_Extrait à lire_.
■ ■ ■

Boules et patins au Raquet

Patin au raquet à douai

Il est juste temps d’analyser, à la suite de notre article sur le projet séculaire du Raquet, les deux opérations sur lesquelles, faute d’habitants, repose à présent son incertain salut.

Notons une fois de plus que ces machins sont directement sortis du cerveau de notre président candidat. Fi des oppositions et autres appels au bon sens dans une région pauvre où l’argent public est aussi rare que cher.
Si Christian Poiret pense que c’est bon, rien ne peut le faire changer d’avis. C’est la force bien connue du pouvoir absolu. Je dépense donc je suis : « le rayonnement du Douaisis passe par le boulodrome et la patinoire ».

On a un doute. Regardons de près ce qu’il en est.

La réfrigération sauve l’écoquartier

Le second projet est moins avancé que le premier. Peut être sera-t-il encore possible de l’arrêter, sachant que la patinoire coûte en gros le double du boulodrome : 15 millions d’euros.

Comme toujours, le Grand Timonier balaie d’un revers de main les appels à la prudence devant un tel investissement (n’oubliez pas l’apocope habituelle : prononcez « invest’ », autre variante possible : « c’est du cash »).
Il y aura, c’est du futur et pas du conditionnel, de la fréquentation de masse, du patinage artistique et des clubs de hockey, c’est sûr et certain. Payez contribuables, l’intendance suivra.

Relevons – c’est une technique de commercial – que les arguments qui précèdent exposent les facteurs du succès d’une patinoire. Agiter d’emblée les points faibles en les présentant comme des points forts est imparable. C’est un métier.

Il y a en France une « grosse centaine » de patinoires dont la moitié par tradition montagnarde se trouvent dans la région Auvergne-Rhône-Alpes. L’histoire de ces équipements, « boostés » après les jeux de 1968, est marquée par deux malédictions : le déficit et l’obsolescence.

Il faut avouer que leur bilan carbone transformerait tout climatosceptique en écolo intégriste. La succession infinie des lois européennes sur les gaz de réfrigération le démontre aisément, sans parler des remises à jour onéreuses qui en découlent régulièrement.
Il y a aussi les insuffisances du modèle économique. Où que ce soit, le coût de gestion ne passe jamais sous 700 000 euros annuels. Autrement dit, faute de recettes égales, l’argent public doit toujours équilibrer le budget.

Les patinoires sont à la rencontre de deux logiques. D’abord leur configuration (taille et nombre des pistes, existence de services annexes, capacités d’ouverture) et ensuite leur usage (grand public, clubs, prestations diverses).

■ ■ ■

(Lignes d'un jeu de données d'étiquetage de boîtes)
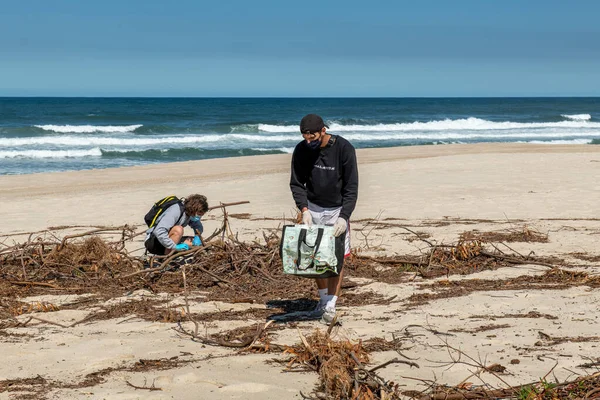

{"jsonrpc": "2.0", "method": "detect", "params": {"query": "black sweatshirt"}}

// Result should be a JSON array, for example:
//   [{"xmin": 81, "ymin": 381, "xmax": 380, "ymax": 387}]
[{"xmin": 290, "ymin": 135, "xmax": 358, "ymax": 221}]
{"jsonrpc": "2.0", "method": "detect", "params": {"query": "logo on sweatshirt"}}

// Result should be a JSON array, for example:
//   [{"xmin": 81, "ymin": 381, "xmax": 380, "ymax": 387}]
[{"xmin": 315, "ymin": 164, "xmax": 335, "ymax": 171}]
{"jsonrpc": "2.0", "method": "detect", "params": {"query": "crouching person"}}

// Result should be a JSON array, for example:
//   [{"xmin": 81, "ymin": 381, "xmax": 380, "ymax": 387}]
[{"xmin": 144, "ymin": 194, "xmax": 208, "ymax": 255}]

■ ■ ■

_Tâche demandée 1_.
Selon le texte sur le projet du Raquet, sous quel montant annuel le coût de gestion d'une patinoire ne descend-il jamais ?
_Tâche demandée 2_.
Rédigez la suite du texte sur le projet du Raquet après sa dernière phrase, s'il vous plaît.

_Résultat obtenu 1_.
700 000 euros par an.

_Résultat obtenu 2_.
Cela revient à dire que la dimension de l’outil commande logiquement le bilan coût avantage. Plus on est gros et diversifié, plus on augmente le chiffre d’affaire mais les charges s’avèrent alors beaucoup plus lourdes. En bon français, on appelle ça une aporie. Il est compliqué d’en sortir.

Si les associations sportives (hockey, danse, patinage…) peuvent apporter une redevance sinon des spectateurs payants, elles occupent des plages horaires qui empêchent le public d’accéder aux installations.
Ses entrées sont pourtant plus rentables que les recettes des clubs, souvent aléatoires. Pour autant, aucune patinoire ne peut survivre sans eux, source indispensable de communication et, accessoirement, d’aides gouvernementales.

Quoi qu’il en soit, il n’existe pas de clubs de glace dans le Douaisis. Si la fonction crée l’organe, il est quand même curieux de devoir débourser 15 millions d’euros pour les rendre possibles. Habituellement, les patinoires sont construites pour répondre aux demandes d’associations existantes et pas le contraire.

Au delà de cette hypothétique création, inutile d’insister sur la complexité du monde du hockey, mauvaise copie en France des modèles d’outre-Atlantique. Il n’est pas rare en effet qu’un vainqueur de la confidentielle « Synerglace Ligue Magnus » se retrouve l’année suivante en dépôt de bilan, sans parler des championnats qui ne peuvent se réunir au complet faute de moyens financiers.

Reste donc, pour équilibrer les comptes de notre futur « éléphant blanc » comme neige, la fréquentation du grand public. Le président répète à l’envi un chiffre de « 70 000 entrées annuelles » gravé dans le marbre à force d’être cité. Ce montant ne correspond pas aux prévisions initiales qui auraient fait, paraît-il, l’impasse sur le public venant du Pas de Calais.

Loin de ce nuage de fumée, plusieurs patinoires adeptes de la transparence présentent des bilans intéressants pour mesurer l’enjeu. Situées dans de grandes agglomérations, leur fréquentation provient à 60% de la métropole et même à 40% du centre-ville. A peine un tiers relève du reste du territoire. On ne fait pas des kilomètres pour faire du patin, c’est un attrait de proximité.

A Brest, chiffres vérifiés dans une métropole prospère qui pèse 140 000 habitants au sein d’une agglomération de grande dimension, la fréquentation de la patinoire a été en 2017 de 80 000 personnes dont 60 000 relevant du grand public.  Dans ce dernier groupe, les scolaires comptaient pour 15000, volume à peu près identique à celui des spectateurs des manifestations sportives.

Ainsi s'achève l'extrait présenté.